Each line of the records below that holds "brown" should be returned.

── INPUT DATA

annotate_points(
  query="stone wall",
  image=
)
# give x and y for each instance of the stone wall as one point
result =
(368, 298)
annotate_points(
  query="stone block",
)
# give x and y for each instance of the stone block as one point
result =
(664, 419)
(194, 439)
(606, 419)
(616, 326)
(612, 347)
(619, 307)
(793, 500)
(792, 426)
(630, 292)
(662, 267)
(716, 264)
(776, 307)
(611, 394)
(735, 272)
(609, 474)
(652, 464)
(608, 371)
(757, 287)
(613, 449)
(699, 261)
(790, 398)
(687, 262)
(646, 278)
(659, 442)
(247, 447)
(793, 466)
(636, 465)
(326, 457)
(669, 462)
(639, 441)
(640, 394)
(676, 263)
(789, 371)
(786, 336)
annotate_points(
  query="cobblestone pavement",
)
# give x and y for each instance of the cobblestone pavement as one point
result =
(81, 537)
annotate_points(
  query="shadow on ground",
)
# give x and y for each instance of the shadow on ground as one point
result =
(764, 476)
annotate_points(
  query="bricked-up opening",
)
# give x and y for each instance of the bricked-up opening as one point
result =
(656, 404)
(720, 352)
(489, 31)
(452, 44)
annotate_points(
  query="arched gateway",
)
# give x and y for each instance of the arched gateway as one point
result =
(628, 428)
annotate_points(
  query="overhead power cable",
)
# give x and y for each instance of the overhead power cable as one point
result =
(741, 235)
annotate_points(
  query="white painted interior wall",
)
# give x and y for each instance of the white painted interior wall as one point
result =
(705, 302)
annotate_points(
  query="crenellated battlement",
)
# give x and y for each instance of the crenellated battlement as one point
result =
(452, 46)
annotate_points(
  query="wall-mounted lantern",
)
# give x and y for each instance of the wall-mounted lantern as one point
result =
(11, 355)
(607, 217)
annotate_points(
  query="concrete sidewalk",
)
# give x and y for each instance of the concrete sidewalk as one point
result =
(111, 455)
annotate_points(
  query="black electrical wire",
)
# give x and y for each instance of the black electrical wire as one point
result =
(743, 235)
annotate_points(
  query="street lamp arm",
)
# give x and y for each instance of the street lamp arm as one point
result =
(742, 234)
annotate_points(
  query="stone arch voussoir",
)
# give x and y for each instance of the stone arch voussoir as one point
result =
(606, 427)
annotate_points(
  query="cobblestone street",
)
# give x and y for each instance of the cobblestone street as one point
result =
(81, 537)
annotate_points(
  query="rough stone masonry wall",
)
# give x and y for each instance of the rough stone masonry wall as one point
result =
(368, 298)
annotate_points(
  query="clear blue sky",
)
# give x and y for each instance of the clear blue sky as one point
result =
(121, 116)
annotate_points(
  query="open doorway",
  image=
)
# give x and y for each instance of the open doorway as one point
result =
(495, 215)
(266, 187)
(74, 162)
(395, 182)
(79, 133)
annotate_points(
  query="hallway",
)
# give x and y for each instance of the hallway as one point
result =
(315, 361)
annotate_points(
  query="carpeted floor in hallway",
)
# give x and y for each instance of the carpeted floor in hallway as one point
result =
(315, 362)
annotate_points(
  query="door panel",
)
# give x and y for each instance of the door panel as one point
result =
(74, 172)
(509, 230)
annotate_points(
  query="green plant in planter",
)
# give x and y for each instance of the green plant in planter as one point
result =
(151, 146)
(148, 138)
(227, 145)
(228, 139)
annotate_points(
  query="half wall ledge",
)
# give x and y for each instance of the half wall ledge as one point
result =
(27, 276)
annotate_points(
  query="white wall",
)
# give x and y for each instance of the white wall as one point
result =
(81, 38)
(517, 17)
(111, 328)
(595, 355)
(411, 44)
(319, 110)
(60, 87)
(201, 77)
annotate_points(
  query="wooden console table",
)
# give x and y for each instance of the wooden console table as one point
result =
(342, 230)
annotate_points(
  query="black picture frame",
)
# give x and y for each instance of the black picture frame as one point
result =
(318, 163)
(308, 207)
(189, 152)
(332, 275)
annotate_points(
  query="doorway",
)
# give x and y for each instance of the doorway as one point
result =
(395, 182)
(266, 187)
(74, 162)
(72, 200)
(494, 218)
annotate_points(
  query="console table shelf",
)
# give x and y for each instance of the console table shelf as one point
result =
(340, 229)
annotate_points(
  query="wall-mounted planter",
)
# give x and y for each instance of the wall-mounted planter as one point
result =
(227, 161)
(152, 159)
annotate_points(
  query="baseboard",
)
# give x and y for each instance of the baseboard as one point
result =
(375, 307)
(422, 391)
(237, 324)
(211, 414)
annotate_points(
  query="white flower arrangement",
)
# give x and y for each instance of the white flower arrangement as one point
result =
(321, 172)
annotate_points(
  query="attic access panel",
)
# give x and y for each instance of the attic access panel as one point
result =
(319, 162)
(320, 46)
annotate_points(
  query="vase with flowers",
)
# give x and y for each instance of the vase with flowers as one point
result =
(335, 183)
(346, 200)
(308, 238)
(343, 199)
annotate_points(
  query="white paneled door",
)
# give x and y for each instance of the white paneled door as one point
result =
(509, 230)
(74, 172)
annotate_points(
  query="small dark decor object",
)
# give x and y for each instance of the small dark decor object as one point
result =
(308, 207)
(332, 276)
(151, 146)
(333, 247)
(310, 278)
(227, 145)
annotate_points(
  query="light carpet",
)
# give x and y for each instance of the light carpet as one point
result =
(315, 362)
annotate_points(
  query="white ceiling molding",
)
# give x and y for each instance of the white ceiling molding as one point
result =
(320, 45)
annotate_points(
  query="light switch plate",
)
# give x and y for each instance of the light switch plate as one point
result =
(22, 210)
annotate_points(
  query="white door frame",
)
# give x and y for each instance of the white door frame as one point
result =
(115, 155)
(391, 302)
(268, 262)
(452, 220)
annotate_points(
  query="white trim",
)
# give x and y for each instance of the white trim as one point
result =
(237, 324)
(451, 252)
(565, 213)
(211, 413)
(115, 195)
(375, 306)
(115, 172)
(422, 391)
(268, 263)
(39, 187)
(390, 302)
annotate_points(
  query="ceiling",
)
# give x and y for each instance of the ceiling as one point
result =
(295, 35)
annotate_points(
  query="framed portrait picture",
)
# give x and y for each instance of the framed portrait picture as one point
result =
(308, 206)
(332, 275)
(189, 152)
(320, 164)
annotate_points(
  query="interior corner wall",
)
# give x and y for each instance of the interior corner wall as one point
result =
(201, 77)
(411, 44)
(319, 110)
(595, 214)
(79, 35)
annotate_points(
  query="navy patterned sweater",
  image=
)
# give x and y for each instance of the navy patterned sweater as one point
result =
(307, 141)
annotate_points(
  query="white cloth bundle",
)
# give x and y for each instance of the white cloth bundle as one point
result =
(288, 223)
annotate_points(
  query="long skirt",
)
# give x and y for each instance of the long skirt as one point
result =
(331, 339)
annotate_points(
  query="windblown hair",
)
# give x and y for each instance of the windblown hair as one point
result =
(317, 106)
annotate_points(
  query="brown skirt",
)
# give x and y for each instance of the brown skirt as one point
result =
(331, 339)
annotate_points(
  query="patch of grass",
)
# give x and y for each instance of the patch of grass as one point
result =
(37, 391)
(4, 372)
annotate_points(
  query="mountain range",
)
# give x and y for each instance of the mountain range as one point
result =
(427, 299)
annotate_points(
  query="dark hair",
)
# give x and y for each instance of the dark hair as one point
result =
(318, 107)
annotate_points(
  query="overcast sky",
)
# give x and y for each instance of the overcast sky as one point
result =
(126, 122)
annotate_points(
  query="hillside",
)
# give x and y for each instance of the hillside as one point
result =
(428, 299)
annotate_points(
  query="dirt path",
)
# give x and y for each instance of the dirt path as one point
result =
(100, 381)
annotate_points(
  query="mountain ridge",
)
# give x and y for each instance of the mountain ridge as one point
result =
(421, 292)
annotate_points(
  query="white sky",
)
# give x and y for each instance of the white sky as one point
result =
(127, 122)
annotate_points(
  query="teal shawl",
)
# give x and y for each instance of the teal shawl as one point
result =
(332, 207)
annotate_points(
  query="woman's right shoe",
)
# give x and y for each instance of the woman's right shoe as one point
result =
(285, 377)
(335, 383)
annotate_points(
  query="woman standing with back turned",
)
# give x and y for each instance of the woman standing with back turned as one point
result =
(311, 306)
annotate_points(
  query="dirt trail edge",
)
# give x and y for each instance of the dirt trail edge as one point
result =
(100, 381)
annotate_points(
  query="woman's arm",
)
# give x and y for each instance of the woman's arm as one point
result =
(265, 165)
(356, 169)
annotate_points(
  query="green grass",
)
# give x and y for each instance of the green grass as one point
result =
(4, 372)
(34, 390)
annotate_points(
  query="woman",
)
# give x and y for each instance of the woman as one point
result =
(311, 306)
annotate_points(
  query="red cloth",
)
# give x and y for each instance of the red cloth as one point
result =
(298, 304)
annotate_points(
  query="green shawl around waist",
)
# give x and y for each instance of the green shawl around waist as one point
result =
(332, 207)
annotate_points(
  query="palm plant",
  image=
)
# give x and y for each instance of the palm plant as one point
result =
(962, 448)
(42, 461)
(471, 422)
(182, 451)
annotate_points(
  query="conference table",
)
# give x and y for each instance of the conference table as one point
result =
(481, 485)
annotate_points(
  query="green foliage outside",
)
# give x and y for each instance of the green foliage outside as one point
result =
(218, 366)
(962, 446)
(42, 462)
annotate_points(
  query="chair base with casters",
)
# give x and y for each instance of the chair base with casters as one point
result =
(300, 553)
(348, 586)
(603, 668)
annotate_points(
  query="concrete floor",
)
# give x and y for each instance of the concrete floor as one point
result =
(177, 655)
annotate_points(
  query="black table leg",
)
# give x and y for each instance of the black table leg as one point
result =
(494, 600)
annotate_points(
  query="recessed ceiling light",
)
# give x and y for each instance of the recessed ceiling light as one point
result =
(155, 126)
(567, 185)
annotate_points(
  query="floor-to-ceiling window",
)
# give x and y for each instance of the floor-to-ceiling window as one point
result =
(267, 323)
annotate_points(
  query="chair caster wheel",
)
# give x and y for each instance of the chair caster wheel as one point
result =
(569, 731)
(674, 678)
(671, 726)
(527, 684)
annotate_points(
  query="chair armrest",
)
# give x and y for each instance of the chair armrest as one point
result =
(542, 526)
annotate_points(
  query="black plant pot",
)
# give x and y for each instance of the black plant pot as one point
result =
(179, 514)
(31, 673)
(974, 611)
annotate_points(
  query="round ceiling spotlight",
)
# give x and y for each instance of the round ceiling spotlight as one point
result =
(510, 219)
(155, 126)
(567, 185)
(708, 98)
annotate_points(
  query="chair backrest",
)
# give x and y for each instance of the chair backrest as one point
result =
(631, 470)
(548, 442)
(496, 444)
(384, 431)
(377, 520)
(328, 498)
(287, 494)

────

** SOLUTION **
  query="brown skirt",
# give x and y for each instance of the brown skirt as one point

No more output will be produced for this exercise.